-------- DATA EXTRACTS --------
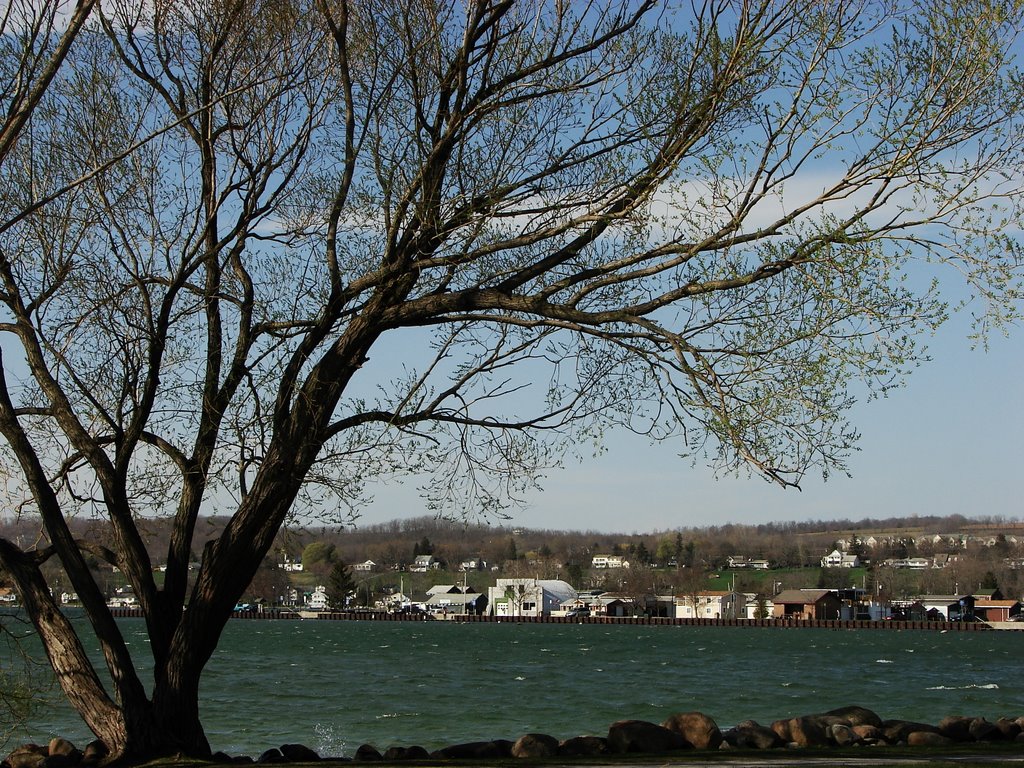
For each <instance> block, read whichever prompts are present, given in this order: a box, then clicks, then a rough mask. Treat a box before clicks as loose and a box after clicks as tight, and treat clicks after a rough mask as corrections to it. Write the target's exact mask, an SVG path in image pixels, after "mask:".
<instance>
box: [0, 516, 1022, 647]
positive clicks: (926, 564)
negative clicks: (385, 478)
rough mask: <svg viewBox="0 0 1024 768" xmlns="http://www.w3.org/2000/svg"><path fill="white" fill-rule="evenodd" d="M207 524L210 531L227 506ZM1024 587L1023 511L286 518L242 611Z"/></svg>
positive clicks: (673, 614) (672, 600)
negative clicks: (720, 524)
mask: <svg viewBox="0 0 1024 768" xmlns="http://www.w3.org/2000/svg"><path fill="white" fill-rule="evenodd" d="M205 524H206V526H207V529H208V534H209V536H211V537H212V536H215V535H216V531H217V530H218V529H219V526H220V525H222V524H223V521H222V520H219V519H218V518H210V519H208V520H207V521H206V522H205ZM89 525H91V526H92V527H91V529H90V530H83V531H80V532H81V534H82V535H83V536H89V535H90V534H91V535H96V532H97V527H96V526H97V525H100V524H99V523H95V522H92V523H89ZM3 526H4V527H6V528H8V529H7V530H6V531H5V535H6V536H7V537H8V538H14V539H15V540H16V539H17V538H20V539H23V540H27V539H28V537H30V536H31V537H34V538H33V541H35V540H36V539H38V536H39V528H38V522H37V523H36V524H35V527H33V524H32V521H31V520H24V519H23V520H17V521H10V522H5V523H3ZM11 527H13V528H15V529H14V530H11V529H9V528H11ZM151 532H152V537H151V545H152V552H153V557H154V562H155V563H158V564H156V565H155V569H156V570H157V571H158V572H159V570H160V568H161V566H160V565H159V560H158V557H159V553H160V551H161V544H162V539H163V536H164V534H163V531H162V523H161V522H160V521H157V520H155V521H154V522H153V525H152V531H151ZM12 535H13V536H12ZM90 564H91V565H92V567H94V568H95V569H96V570H97V571H98V572H99V575H100V577H101V579H100V582H101V583H102V584H104V585H105V586H106V589H108V594H109V600H110V604H111V605H112V606H114V607H123V608H131V607H133V606H134V605H135V604H136V602H135V598H134V595H133V594H132V590H131V587H130V585H128V584H127V583H125V581H124V580H123V579H120V578H119V575H120V574H119V572H118V570H117V569H116V568H114V567H111V566H110V565H109V564H106V563H102V562H92V563H90ZM197 564H198V560H197ZM49 579H50V584H51V589H53V590H54V594H58V595H59V596H60V600H61V602H62V603H63V604H66V605H75V604H76V601H77V597H76V595H75V594H74V593H73V592H72V591H70V590H69V589H68V588H67V584H68V582H67V579H66V578H65V577H63V575H62V573H61V572H60V571H59V569H57V568H54V570H53V571H52V572H51V573H50V574H49ZM1022 586H1024V524H1022V523H1019V522H1008V521H1005V520H999V519H983V520H971V519H968V518H962V517H953V518H927V519H922V518H899V519H890V520H863V521H861V522H858V523H853V522H850V521H838V522H833V523H825V522H820V521H816V522H807V523H776V524H768V525H759V526H742V525H724V526H713V527H707V528H699V529H696V528H691V529H679V530H675V531H666V532H659V534H649V535H637V534H633V535H608V534H596V532H594V531H585V532H573V531H551V530H527V529H519V528H508V527H502V526H490V525H477V524H467V523H464V522H456V521H450V520H444V519H436V518H415V519H411V520H400V521H394V522H391V523H387V524H383V525H372V526H367V527H365V528H362V527H354V528H353V527H339V528H334V529H329V528H326V527H319V528H312V527H296V528H290V529H288V530H286V531H284V532H283V534H282V536H281V537H280V542H279V546H278V547H275V548H274V550H273V552H272V554H271V556H270V557H268V558H267V560H266V562H264V563H263V566H262V567H261V568H260V569H259V572H258V573H257V574H256V578H254V579H253V582H252V584H251V585H250V588H249V590H247V593H246V595H245V596H244V598H243V599H242V600H241V601H240V603H239V605H238V610H239V611H242V612H254V611H256V612H258V611H269V610H273V611H294V612H301V613H316V612H322V611H351V610H361V611H367V610H370V611H380V612H384V613H389V614H393V613H422V614H427V615H430V616H433V617H438V618H456V617H459V616H466V615H486V616H494V617H499V618H501V617H510V618H511V617H527V616H534V617H536V616H566V617H578V616H579V617H584V616H609V617H611V616H617V617H623V616H659V617H668V618H683V620H689V618H708V620H758V618H788V620H794V621H800V620H811V621H823V620H869V621H888V620H902V621H939V622H988V623H1006V624H1008V625H1009V624H1012V623H1015V622H1018V621H1020V620H1022V618H1024V614H1022V610H1021V608H1022V602H1021V601H1022V598H1024V594H1022ZM16 603H17V594H16V592H15V591H14V589H13V587H12V586H11V585H9V584H7V583H5V582H4V581H3V578H2V574H0V604H8V605H16ZM1021 626H1022V627H1024V624H1022V625H1021Z"/></svg>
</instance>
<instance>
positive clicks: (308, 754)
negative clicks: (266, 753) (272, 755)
mask: <svg viewBox="0 0 1024 768" xmlns="http://www.w3.org/2000/svg"><path fill="white" fill-rule="evenodd" d="M281 754H282V755H284V756H285V758H286V759H287V760H288V762H289V763H315V762H316V761H318V760H319V755H317V754H316V753H315V752H313V751H312V750H310V749H309V748H308V746H306V745H305V744H282V745H281Z"/></svg>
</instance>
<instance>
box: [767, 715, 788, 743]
mask: <svg viewBox="0 0 1024 768" xmlns="http://www.w3.org/2000/svg"><path fill="white" fill-rule="evenodd" d="M771 729H772V731H773V732H774V733H775V735H776V736H778V737H779V738H780V739H781V740H782V742H783V743H790V742H791V741H792V740H793V737H792V736H791V735H790V718H785V719H783V720H776V721H774V722H773V723H772V724H771Z"/></svg>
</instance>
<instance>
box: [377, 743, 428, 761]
mask: <svg viewBox="0 0 1024 768" xmlns="http://www.w3.org/2000/svg"><path fill="white" fill-rule="evenodd" d="M429 759H430V753H429V752H427V751H426V750H425V749H423V748H422V746H389V748H388V749H387V751H386V752H385V753H384V760H385V761H386V762H391V761H400V760H429Z"/></svg>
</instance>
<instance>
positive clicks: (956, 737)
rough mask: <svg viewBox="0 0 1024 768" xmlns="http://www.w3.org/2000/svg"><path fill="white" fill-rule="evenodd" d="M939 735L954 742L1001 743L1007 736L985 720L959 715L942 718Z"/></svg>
--------
= TASK INSTRUCTIONS =
Reproduce every line in the rows above that contains the word "positive".

= RESPONSE FOR THIS EXERCISE =
positive clicks: (926, 564)
positive clicks: (673, 614) (672, 600)
positive clicks: (308, 754)
positive clicks: (956, 737)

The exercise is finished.